- [Work required]: Every line in the listing below from the one with "task | put a dot on every instance of the castle" through the one with "task | put a dot on every instance of the rocky" is to be reproduced exactly, both ends included; leave out the rest.

————

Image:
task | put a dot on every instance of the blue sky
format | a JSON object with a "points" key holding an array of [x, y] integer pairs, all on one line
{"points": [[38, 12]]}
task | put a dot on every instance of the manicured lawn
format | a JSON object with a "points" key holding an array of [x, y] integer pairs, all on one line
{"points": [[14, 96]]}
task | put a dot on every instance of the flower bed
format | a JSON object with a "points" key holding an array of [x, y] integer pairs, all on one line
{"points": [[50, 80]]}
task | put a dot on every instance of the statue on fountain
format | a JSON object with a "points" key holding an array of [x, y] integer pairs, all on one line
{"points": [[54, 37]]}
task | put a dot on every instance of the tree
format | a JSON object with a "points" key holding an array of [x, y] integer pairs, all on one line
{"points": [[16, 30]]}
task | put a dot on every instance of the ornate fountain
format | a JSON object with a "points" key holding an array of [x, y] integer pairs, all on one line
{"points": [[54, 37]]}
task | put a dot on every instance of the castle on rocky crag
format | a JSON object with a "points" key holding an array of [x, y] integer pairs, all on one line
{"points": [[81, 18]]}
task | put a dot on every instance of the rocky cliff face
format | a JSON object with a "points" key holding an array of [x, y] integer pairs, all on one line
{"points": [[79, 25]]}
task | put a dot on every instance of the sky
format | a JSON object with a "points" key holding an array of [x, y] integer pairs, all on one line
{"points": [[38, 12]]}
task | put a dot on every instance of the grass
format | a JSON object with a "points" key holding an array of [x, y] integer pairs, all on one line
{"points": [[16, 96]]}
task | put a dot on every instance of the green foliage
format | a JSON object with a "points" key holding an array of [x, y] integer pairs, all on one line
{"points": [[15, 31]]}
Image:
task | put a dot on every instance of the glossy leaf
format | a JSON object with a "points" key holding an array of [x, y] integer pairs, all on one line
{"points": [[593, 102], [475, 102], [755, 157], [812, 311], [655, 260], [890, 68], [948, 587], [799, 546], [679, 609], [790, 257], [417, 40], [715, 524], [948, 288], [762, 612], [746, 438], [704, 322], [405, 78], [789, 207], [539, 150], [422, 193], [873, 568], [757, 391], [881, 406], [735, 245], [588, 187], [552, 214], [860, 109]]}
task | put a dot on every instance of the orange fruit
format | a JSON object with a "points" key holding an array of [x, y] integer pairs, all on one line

————

- [Output of the task]:
task | put a dot on every instance of the castle on rocky crag
format | a JSON object with a "points" key holding an array of [x, y] integer pairs, all on one line
{"points": [[81, 18]]}
task | put a dot on every instance of the rocky cliff face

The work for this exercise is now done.